SELECTION:
------------------------

Tucked up in the top of my closet, along with a summer-weight sleeping bag, mosquito netting, and a fancy hat once required for a Derby party, is a box of horse show ribbons. I don’t remember when I last pulled it out to look at them, but the box has survived several Marie Kondo-style purges. Many of the ribbons are so old they predate my children. But each one has a story.
Many are from combined training events, when a rider spends a whole weekend in pursuit of a single ribbon. And, as all eventers learn, there are hundreds of ways to be eliminated along the way. You started your dressage test before the bell, or you forgot your test, or your horse stepped outside of the arena, over the 6″ high barrier. You missed a fence cross-country or jumped one outside the flags or in the wrong direction. A friend shouted advice to you while you were on course. The list goes on for pages in the rule book. So a single ribbon, no matter what its color, is worth celebrating, hanging from your rearview mirror on the way home.
The best ribbon in the box came from the final event of the season, held on Halloween weekend. Dressage was always my horse’s weak spot (and mine), but the arena had flooded and frozen overnight. The footing was slick in spots, and my horse, apparently concerned about her feet, held herself in perfect balance. For once, we had a good score. The cross-country course included a bank combination that kept me up worrying most of the night before. Fortunately, my game mare was in the air over the jump at the edge of the bank before she realized how big the drop was. Then there was the creep feeder set just beyond a steep downhill. Even my super honest horse looked at that one, but she jumped it, with a little encouragement.
By the time we did our show jumping, we were in second place. Way ahead of us was the director of a college riding program, who’d bragged during the course walk that there was hardly anything worth his time at the event. That’s always dangerous. The show jumping arena had several jumps built into the outside fence, some of which we had to jump earlier as part of the cross-country course. So, in his round, when he failed to turn his horse in time, the horse simply jumped out of the arena. After all, that’s where he was pointed. Furious at being eliminated, the rider jumped off right there, punched the horse and stormed away. He was reprimanded by the association, and we wound up winning. It was great fun.
Some ribbons were from the hunt races. One blue was the result of an odd bit of luck. In the Ladies Race, the horse just ahead of me, in the lead, saw its pasture buddy on the side of the course and veered off to join it. The hunt team race was harder. At the end of my section, I tried to pass the hunt whip to Dan, the next rider, but part of the thong lodged under my saddle’s gullet. So the two of us galloped along side by side with me trying to yank the long thong out from under my saddle as we ran. After the race, Dan commented, “See, I never have that problem ‘cause I always let my thong hang loose.” Some things only guys can get away with saying.

------------------------

DATA TO USE:
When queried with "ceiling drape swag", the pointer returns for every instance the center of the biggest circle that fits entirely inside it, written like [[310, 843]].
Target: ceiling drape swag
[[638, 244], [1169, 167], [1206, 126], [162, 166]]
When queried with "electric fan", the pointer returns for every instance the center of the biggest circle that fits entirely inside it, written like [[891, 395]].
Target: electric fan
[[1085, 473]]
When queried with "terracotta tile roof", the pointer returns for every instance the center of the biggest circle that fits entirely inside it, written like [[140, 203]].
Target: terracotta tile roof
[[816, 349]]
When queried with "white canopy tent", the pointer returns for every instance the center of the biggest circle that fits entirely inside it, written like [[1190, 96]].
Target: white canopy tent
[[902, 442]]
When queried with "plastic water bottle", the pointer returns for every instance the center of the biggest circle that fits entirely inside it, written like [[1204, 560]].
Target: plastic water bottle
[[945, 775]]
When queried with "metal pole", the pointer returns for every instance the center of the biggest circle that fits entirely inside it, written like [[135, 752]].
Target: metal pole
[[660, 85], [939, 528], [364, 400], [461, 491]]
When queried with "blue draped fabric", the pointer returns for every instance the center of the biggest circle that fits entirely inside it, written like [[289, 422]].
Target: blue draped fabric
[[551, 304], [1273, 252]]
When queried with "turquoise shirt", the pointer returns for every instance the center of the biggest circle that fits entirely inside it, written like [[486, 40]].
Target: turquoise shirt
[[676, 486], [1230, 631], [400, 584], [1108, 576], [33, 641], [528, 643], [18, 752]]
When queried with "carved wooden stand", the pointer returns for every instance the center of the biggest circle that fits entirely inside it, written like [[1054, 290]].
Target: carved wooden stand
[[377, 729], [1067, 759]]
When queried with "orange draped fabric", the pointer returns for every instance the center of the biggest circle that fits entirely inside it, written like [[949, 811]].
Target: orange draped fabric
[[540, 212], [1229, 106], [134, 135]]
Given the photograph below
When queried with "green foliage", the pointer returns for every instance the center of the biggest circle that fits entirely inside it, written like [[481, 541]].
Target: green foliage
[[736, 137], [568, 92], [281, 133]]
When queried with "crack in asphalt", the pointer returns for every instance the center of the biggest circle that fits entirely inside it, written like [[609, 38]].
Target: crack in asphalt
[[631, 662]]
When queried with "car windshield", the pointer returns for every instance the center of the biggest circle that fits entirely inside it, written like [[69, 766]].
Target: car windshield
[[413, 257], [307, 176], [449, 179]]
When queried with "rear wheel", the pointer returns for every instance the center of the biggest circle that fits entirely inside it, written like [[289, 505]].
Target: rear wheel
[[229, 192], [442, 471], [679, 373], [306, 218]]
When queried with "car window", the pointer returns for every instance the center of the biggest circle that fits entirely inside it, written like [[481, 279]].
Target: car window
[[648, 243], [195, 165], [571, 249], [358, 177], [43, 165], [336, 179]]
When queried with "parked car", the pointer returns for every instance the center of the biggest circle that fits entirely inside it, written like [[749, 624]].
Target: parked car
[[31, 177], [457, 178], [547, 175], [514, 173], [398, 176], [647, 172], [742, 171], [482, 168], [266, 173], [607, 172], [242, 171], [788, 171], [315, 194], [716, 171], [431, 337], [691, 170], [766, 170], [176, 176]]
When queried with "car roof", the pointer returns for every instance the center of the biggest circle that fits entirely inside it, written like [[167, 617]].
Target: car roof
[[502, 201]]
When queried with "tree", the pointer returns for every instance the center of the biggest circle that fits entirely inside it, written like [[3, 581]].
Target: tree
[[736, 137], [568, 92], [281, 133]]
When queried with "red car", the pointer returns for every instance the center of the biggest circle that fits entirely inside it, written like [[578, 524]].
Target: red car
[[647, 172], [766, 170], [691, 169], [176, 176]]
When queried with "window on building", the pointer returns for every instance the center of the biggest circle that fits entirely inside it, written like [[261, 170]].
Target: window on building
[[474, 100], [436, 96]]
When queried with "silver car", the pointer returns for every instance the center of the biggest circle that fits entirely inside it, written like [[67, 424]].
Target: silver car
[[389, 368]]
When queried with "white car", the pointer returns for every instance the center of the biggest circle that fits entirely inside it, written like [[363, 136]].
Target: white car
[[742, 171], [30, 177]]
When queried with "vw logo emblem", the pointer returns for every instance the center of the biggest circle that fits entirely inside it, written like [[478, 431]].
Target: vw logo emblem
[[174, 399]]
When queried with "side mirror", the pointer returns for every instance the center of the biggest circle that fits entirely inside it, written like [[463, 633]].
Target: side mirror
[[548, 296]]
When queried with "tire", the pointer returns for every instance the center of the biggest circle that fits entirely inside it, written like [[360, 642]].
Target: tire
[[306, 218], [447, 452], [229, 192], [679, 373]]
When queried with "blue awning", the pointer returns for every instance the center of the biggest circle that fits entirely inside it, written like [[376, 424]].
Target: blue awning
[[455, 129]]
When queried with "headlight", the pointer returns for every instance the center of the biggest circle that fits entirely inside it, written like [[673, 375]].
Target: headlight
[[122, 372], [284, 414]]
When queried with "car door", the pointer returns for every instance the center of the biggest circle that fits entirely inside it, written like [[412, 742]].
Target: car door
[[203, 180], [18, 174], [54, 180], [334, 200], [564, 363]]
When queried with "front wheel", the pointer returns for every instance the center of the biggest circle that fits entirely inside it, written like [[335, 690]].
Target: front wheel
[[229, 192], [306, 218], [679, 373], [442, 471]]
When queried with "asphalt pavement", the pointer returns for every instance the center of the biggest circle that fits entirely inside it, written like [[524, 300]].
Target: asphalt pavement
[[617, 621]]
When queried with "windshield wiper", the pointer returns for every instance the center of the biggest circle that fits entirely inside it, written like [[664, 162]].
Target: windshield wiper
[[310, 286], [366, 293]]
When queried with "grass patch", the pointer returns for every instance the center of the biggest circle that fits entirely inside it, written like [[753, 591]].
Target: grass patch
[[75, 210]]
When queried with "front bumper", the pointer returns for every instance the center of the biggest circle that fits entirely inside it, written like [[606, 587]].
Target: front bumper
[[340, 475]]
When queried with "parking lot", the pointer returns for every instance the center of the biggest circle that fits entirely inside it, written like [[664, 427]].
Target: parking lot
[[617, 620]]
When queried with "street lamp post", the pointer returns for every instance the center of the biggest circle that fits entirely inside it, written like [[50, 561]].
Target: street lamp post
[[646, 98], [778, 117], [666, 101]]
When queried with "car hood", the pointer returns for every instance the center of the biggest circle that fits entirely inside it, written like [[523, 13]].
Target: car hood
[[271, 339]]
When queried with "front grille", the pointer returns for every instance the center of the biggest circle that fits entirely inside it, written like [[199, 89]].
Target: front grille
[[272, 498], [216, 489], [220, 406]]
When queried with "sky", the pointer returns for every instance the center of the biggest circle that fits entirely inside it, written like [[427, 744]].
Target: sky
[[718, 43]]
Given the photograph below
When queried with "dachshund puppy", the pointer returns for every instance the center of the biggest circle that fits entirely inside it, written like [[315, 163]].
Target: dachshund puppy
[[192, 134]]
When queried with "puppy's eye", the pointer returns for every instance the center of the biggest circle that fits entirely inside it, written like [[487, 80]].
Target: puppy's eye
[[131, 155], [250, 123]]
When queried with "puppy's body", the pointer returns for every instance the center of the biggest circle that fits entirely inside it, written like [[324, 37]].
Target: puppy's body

------------------------

WRITTEN INSTRUCTION 1:
Check each statement against the essay about horse show ribbons and answer yes or no, quoting the words of the essay that settle it: (a) The dressage arena at the Halloween weekend event had flooded and frozen overnight. (b) The director of the college riding program won that event. (c) In the hunt team race, the hunt whip passed to Dan without trouble.
WRITTEN INSTRUCTION 2:
Count how many lines of the listing contain the string "mirror" and give only that number.

FINISHED ANSWER 1:
(a) Yes: "the arena had flooded and frozen overnight"
(b) No: "Furious at being eliminated, the rider jumped off right there, punched the horse and stormed away. He was reprimanded by the association, and we wound up winning."
(c) No: "part of the thong lodged under my saddle’s gullet"

FINISHED ANSWER 2:
2